What the task asks:
Below is a listing to write out in full, exactly as given, without its pictures.

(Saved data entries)

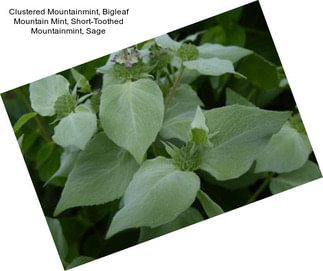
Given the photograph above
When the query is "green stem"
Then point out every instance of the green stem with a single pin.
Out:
(155, 149)
(260, 189)
(251, 93)
(172, 90)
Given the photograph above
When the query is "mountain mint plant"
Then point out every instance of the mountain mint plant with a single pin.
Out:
(146, 143)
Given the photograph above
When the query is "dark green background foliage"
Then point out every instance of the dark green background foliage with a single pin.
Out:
(218, 184)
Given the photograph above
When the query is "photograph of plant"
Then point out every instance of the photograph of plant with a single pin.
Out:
(161, 135)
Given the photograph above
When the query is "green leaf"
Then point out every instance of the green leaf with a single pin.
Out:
(29, 140)
(165, 41)
(243, 132)
(44, 93)
(79, 260)
(58, 236)
(210, 66)
(157, 194)
(209, 206)
(180, 114)
(67, 162)
(101, 174)
(232, 53)
(309, 172)
(75, 130)
(44, 152)
(199, 130)
(81, 81)
(286, 151)
(132, 114)
(23, 120)
(259, 71)
(233, 97)
(188, 217)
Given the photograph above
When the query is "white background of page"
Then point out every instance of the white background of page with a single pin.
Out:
(283, 232)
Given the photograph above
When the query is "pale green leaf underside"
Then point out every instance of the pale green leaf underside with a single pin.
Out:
(233, 97)
(23, 120)
(232, 53)
(188, 217)
(210, 207)
(309, 172)
(131, 114)
(67, 162)
(242, 133)
(286, 151)
(76, 130)
(44, 93)
(165, 41)
(158, 193)
(101, 174)
(81, 81)
(180, 114)
(210, 66)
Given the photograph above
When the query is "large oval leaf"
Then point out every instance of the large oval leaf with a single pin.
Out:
(101, 174)
(44, 93)
(242, 132)
(132, 114)
(232, 53)
(286, 151)
(210, 66)
(158, 193)
(309, 172)
(76, 129)
(180, 114)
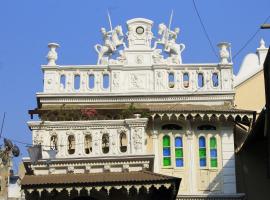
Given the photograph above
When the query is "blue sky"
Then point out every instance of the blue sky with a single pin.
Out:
(28, 26)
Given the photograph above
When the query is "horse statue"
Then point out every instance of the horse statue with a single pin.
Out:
(168, 40)
(111, 42)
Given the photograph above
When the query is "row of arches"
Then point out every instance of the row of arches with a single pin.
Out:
(186, 80)
(173, 154)
(91, 81)
(88, 142)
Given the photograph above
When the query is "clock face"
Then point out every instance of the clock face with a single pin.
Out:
(139, 30)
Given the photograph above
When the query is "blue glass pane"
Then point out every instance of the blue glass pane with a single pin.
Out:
(201, 142)
(179, 162)
(213, 153)
(166, 151)
(202, 162)
(106, 81)
(178, 142)
(91, 81)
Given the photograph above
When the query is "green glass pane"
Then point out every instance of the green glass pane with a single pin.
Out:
(213, 142)
(179, 153)
(213, 162)
(167, 161)
(202, 152)
(166, 141)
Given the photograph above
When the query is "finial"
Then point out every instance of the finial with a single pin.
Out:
(262, 44)
(52, 54)
(223, 52)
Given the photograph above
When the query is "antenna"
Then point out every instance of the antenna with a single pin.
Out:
(109, 18)
(3, 121)
(170, 22)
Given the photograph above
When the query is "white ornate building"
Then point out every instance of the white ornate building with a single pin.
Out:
(139, 110)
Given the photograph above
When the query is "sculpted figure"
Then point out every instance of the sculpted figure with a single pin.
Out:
(168, 40)
(111, 40)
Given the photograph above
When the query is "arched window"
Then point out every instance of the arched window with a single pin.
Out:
(105, 143)
(77, 82)
(63, 81)
(171, 80)
(71, 144)
(215, 79)
(106, 81)
(166, 151)
(200, 80)
(91, 81)
(179, 161)
(171, 127)
(202, 151)
(213, 152)
(53, 142)
(206, 127)
(123, 142)
(87, 144)
(186, 80)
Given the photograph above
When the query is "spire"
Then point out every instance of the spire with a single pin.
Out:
(262, 44)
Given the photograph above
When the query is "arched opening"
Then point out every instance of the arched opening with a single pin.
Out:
(186, 80)
(200, 80)
(77, 82)
(106, 81)
(87, 144)
(105, 143)
(171, 80)
(91, 81)
(63, 81)
(202, 151)
(123, 142)
(171, 127)
(71, 144)
(215, 81)
(53, 142)
(206, 127)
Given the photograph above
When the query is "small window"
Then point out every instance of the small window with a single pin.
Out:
(213, 152)
(87, 144)
(166, 151)
(202, 151)
(206, 127)
(186, 80)
(105, 143)
(71, 144)
(123, 142)
(91, 81)
(77, 82)
(200, 80)
(179, 161)
(106, 81)
(215, 79)
(171, 127)
(63, 81)
(53, 142)
(171, 80)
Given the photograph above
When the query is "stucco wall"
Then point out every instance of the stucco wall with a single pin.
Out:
(250, 94)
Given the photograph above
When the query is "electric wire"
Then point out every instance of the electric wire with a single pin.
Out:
(250, 39)
(204, 29)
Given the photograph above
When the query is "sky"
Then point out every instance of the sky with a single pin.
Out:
(26, 27)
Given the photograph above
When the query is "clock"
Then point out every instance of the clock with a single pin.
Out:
(139, 30)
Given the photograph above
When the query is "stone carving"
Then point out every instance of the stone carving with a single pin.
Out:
(168, 40)
(137, 138)
(160, 82)
(112, 40)
(52, 54)
(223, 52)
(115, 80)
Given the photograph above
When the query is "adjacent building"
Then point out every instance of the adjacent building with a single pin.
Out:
(137, 124)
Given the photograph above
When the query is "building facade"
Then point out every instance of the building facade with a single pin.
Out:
(139, 110)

Response:
Given the photograph above
When the query is "green stem"
Then point out every instance of the green stem with a single pin.
Out:
(155, 149)
(260, 189)
(251, 93)
(172, 90)
Given the photograph above
When the query is "mountain mint plant"
Then point out every instance of the mountain mint plant with a single pin.
Out:
(146, 143)
Given the photograph above
When the query is "dark green background foliage"
Then point out every instance of the dark green background foliage with a single pin.
Out:
(218, 184)
Given the photograph above
When the query is "photograph of plant"
Then point out every instance of the photograph of plant with a single pin.
Out:
(161, 135)
Given the photograph above
When the query is "green leaf"
Then point out every instance of the green leaf with a single pin.
Out:
(29, 140)
(165, 41)
(243, 132)
(44, 93)
(79, 260)
(58, 236)
(210, 66)
(157, 194)
(209, 206)
(180, 114)
(67, 162)
(101, 174)
(232, 53)
(309, 172)
(75, 130)
(44, 152)
(199, 130)
(81, 81)
(286, 151)
(132, 114)
(23, 120)
(259, 71)
(233, 97)
(188, 217)
Given the photograph above
When the query is "white background of page"
Then point out every instance of the white background of page with a single pin.
Out:
(283, 232)
Given the photograph above
When the query is "pale green leaf underside"
Then point out every instance of the pale green leaf underside with a single pin.
Out:
(233, 97)
(23, 120)
(232, 53)
(188, 217)
(210, 207)
(309, 172)
(131, 114)
(67, 162)
(242, 133)
(286, 151)
(76, 130)
(44, 93)
(165, 41)
(158, 193)
(101, 174)
(81, 81)
(180, 114)
(210, 66)
Given the photograph above
When the query is "large oval leaf"
Then point out every instance of the large oval leaf with a single pin.
Out:
(101, 174)
(44, 93)
(242, 132)
(132, 114)
(232, 53)
(286, 151)
(210, 66)
(158, 193)
(309, 172)
(76, 129)
(180, 114)
Given the photograph above
When the query is "blue sky"
Then point out every instance of the blue sky with a single pin.
Out:
(28, 26)
Given the photograph above
When the query is "horse statue"
Then point out every instance of the horse statue with a single pin.
Out:
(168, 40)
(111, 42)
Given the photograph above
When the query is "row of arches"
Then point out every instance of the row of arches with a single pin.
Out:
(186, 80)
(173, 154)
(91, 81)
(88, 142)
Given the photograph above
When the query is "clock face"
Then point out every instance of the clock face with a single pin.
Out:
(139, 30)
Given the photograph above
When the query is "blue glass pane"
Then point out every instance of the blue glass pane with a single pin.
Out:
(201, 142)
(179, 162)
(213, 153)
(166, 151)
(202, 162)
(106, 81)
(178, 142)
(91, 81)
Given the photograph above
When the query is "green glass pane"
Then point out every instance of the green glass pane with a single pin.
Out:
(213, 142)
(179, 153)
(213, 162)
(167, 161)
(202, 152)
(166, 141)
Given the photograph above
When the query is "finial"
Then point out every instance of the finial with a single pin.
Out:
(262, 44)
(52, 54)
(223, 52)
Given the photograph above
When the query is "antenna"
Then point out every instance of the antenna with a single pin.
Out:
(109, 18)
(3, 121)
(170, 22)
Given the photograph above
When the query is "white ornate building"
Then point out every instance of the white ornate building with a single pin.
Out:
(139, 110)
Given the photograph above
When the query is "sculpted figure"
Then point out every instance of the sculpted figure with a single pin.
Out:
(168, 40)
(111, 40)
Given the photograph above
When the query is "arched window"
Then point out every instance of the arched window with a single pin.
Out:
(105, 143)
(77, 82)
(63, 81)
(171, 80)
(71, 144)
(215, 79)
(106, 81)
(166, 151)
(200, 80)
(91, 81)
(179, 161)
(171, 127)
(202, 151)
(213, 152)
(53, 142)
(206, 127)
(123, 142)
(87, 144)
(186, 80)
Given the photograph above
When the query is "spire"
Then point out every instance of the spire with a single pin.
Out:
(262, 44)
Given the photograph above
When the query is "arched opening"
Then point out every instance of the arched opening with a single pin.
Out:
(186, 80)
(200, 80)
(77, 82)
(106, 81)
(87, 144)
(105, 143)
(171, 80)
(91, 81)
(63, 81)
(202, 151)
(123, 142)
(171, 127)
(71, 144)
(215, 81)
(53, 142)
(206, 127)
Given the photograph above
When the query is "small window"
Then point out every instance of the small window with a single pin.
Out:
(213, 152)
(87, 144)
(166, 151)
(202, 151)
(206, 127)
(186, 80)
(105, 143)
(71, 144)
(123, 142)
(91, 81)
(77, 82)
(200, 80)
(179, 161)
(106, 81)
(215, 79)
(171, 127)
(63, 81)
(53, 142)
(171, 80)
Given the photograph above
When the query is "stucco wall"
Then point out every instance of the stucco wall with a single pin.
Out:
(250, 94)
Given the photograph above
When the query is "electric wire"
Then point out every instance of the electric wire with a single pin.
Out:
(250, 39)
(204, 29)
Given the photograph above
When the query is "sky"
Then point out every instance of the sky with a single pin.
Out:
(26, 27)
Given the photograph above
When the query is "clock"
Then point out every instance of the clock with a single pin.
Out:
(139, 30)
Given the photograph above
When the query is "stone carving"
Then point out every instance of the stone carving with a single pin.
Out:
(168, 40)
(137, 138)
(160, 82)
(112, 40)
(52, 54)
(223, 52)
(115, 80)
Given the photograph above
When the query is "adjacent building"
Then point out every instance of the adjacent building with a single pin.
Out:
(137, 124)
Given the photograph above
When the query is "building facade"
Then point out every instance of the building facade with a single pin.
Out:
(139, 110)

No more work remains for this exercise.